--- START ---

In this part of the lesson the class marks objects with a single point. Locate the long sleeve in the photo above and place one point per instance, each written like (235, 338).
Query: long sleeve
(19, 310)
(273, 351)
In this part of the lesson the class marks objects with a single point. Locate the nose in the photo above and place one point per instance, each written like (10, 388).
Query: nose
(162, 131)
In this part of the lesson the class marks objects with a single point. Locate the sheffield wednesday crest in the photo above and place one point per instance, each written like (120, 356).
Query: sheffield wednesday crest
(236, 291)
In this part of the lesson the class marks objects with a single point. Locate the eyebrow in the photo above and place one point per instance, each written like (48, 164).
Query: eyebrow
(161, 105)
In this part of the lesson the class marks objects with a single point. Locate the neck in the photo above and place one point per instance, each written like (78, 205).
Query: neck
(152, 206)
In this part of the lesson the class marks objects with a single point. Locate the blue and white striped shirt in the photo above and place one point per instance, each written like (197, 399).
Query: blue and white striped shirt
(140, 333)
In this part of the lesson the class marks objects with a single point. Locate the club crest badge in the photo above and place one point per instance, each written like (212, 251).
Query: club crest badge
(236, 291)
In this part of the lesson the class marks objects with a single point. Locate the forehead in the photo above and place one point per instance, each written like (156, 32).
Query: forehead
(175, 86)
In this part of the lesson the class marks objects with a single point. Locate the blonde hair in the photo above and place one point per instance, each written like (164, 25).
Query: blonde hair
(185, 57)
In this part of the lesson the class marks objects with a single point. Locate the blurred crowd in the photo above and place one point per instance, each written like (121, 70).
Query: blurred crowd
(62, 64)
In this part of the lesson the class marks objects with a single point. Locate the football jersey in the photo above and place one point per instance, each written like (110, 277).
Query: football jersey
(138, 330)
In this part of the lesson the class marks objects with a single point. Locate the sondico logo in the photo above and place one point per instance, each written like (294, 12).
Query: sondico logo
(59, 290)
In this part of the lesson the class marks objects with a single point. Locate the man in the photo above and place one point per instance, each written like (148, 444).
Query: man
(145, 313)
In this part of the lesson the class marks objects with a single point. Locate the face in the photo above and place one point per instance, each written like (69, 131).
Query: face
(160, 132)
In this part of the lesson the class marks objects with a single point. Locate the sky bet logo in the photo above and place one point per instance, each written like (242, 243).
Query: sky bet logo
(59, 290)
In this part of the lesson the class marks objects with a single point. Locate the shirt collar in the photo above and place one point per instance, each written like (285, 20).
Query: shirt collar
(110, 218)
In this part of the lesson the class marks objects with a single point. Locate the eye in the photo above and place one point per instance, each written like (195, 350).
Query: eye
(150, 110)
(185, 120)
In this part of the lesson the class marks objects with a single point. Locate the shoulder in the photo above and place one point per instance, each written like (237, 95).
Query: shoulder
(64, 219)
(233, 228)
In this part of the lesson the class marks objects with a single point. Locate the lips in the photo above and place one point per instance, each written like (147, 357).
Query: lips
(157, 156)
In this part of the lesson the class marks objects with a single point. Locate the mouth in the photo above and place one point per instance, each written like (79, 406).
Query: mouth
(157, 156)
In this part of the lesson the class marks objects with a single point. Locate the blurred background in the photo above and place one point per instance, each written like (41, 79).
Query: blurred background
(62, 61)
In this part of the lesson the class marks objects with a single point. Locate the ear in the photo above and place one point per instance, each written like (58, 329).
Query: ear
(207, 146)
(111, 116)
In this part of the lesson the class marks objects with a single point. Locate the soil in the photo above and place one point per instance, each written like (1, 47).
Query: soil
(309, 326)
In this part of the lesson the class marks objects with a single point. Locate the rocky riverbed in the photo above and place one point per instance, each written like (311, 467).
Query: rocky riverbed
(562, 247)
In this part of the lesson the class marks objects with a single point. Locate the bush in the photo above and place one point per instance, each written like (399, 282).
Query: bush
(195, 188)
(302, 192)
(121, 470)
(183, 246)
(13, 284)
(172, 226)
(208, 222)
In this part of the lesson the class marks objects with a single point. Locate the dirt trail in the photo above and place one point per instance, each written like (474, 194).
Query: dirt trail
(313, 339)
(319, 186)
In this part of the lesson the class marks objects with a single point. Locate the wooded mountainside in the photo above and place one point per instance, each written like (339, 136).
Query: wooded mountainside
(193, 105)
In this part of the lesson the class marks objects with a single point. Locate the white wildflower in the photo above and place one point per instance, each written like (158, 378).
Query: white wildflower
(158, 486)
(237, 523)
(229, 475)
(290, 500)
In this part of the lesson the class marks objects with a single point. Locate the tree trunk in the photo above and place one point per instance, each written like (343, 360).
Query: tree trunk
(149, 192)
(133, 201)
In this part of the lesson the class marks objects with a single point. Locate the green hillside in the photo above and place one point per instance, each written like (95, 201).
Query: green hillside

--- END ---

> Goal of the exercise
Please print all of the entries above again, word for word and in the same order.

> Task response
In this part of the lesson the class marks objects with a single point. Locate the long sleeve in the photo above and place one point per instance, each written like (235, 338).
Query: long sleeve
(19, 310)
(273, 351)
In this part of the lesson the class marks objects with a single point. Locate the nose in the photo above and place one point per instance, each written like (10, 388).
Query: nose
(162, 131)
In this part of the lesson the class marks objects with a single point. Locate the sheffield wednesday crest in the photo above and place one point per instance, each written like (120, 356).
Query: sheffield wednesday crest
(236, 291)
In this part of the lesson the class marks objects with a single point. Locate the eyebrow in the photo above and place one point per instance, each written like (48, 164).
Query: eyebrow
(161, 105)
In this part of the lesson the class marks objects with a single point. Locate the neck in the photo above and place one point per instance, each written like (78, 205).
Query: neck
(152, 206)
In this part of the lesson the class marks objects with a single point. Locate the blue and white striped shirt in the photo above and place one point per instance, each written like (197, 399).
Query: blue and white striped shirt
(140, 333)
In this part of the lesson the class marks objects with a single point. Locate the club crest badge in the photo above and place one point per instance, each written like (212, 251).
Query: club crest badge
(236, 291)
In this part of the lesson the class marks objects with a single point. Locate the forehead in the photo above and place one point per instance, each written like (156, 32).
Query: forehead
(175, 86)
In this part of the lesson the class marks objects with a single point. Locate the blonde hair in the photo above and place one point per instance, each written like (164, 25).
Query: blonde hair
(185, 57)
In this part of the lesson the class marks objects with a single point. Locate the blurred crowd in the photo above and place one point per instance, each written like (121, 70).
Query: blurred crowd
(62, 64)
In this part of the lesson the class marks objects with a single point. Locate the football jersey in the photo above and place one point per instance, each written like (110, 277).
Query: football jersey
(138, 330)
In this part of the lesson the class marks objects with a single point. Locate the sondico logo in the photo above and place one point per instance, each written like (294, 12).
Query: sondico logo
(59, 290)
In this part of the lesson the class marks objects with a single point. Locate the man in the photo above and place one point per instance, each written like (148, 444).
Query: man
(145, 313)
In this part of the lesson the class marks objects with a single point. Locate the face in the photo above and place one point per instance, each written like (69, 131).
Query: face
(160, 132)
In this part of the lesson the class marks objects with a single point. Locate the sky bet logo in the photo above and place one point per instance, each written like (242, 243).
Query: sky bet logo
(59, 290)
In this part of the lesson the class marks objects with a single point. Locate the shirt collar in the photo above and place one point per instance, each written like (285, 20).
Query: shirt collar
(110, 218)
In this part of the lesson the class marks objects with a single point. Locate the eye in the photo above and place one point per instance, each written like (195, 350).
Query: eye
(150, 110)
(185, 120)
In this part of the lesson the class marks objects with a single point. Locate the shoulder in the photo above and place one point per instance, each written like (237, 95).
Query: shoulder
(64, 219)
(233, 228)
In this part of the lesson the class marks objects with a single point. Locate the lips in the photo above and place one point per instance, each written like (147, 357).
Query: lips
(157, 156)
In this part of the lesson the class marks objects with a single point. Locate the mouth in the photo above and place one point per instance, each written like (79, 406).
Query: mouth
(157, 156)
In this part of the lesson the class marks objects with a single point. Locate the blurred background in the photo above and place one point per instance, each written like (41, 79).
Query: blurred background
(62, 61)
In this part of the lesson the class marks objects with a single point. Locate the ear in the photo above and place one point per instance, each written like (58, 329).
Query: ear
(207, 146)
(111, 116)
In this part of the lesson the class marks objects with a single point. Locate the soil in the photo above and place one point per instance, each written like (1, 47).
Query: soil
(309, 326)
In this part of the lesson the class marks objects with a single point. Locate the rocky riverbed in the photo above and place one point per instance, each written like (311, 467).
Query: rocky riverbed
(562, 247)
In this part of the lesson the class marks objects with a single point. Locate the bush in the photo above and place one point per instance, each written like (399, 282).
Query: bush
(195, 188)
(302, 192)
(121, 470)
(183, 246)
(13, 284)
(172, 226)
(208, 222)
In this part of the lesson the class marks objects with a single point. Locate the dirt trail in the photo above and place one point per instance, each written like (474, 194).
Query: dirt trail
(313, 339)
(319, 186)
In this part of the lesson the class marks objects with a single point. Locate the wooded mountainside in the photo above and place one point per instance, each written like (339, 136).
Query: wooded mountainside
(193, 105)
In this part of the lesson the class marks objects with a single point. Locate the white wildflower in the photo above and place one point per instance, each written like (158, 378).
Query: white wildflower
(158, 486)
(237, 523)
(229, 475)
(290, 500)
In this part of the lesson the class marks objects with a single point. Locate the tree trunk in the photo above and place one point per instance, each written like (343, 360).
Query: tree trunk
(149, 192)
(133, 201)
In this part of the lesson the class marks objects with a single point. Locate the green hillside in the photo above and place one point per instance, each written like (95, 201).
Query: green hillside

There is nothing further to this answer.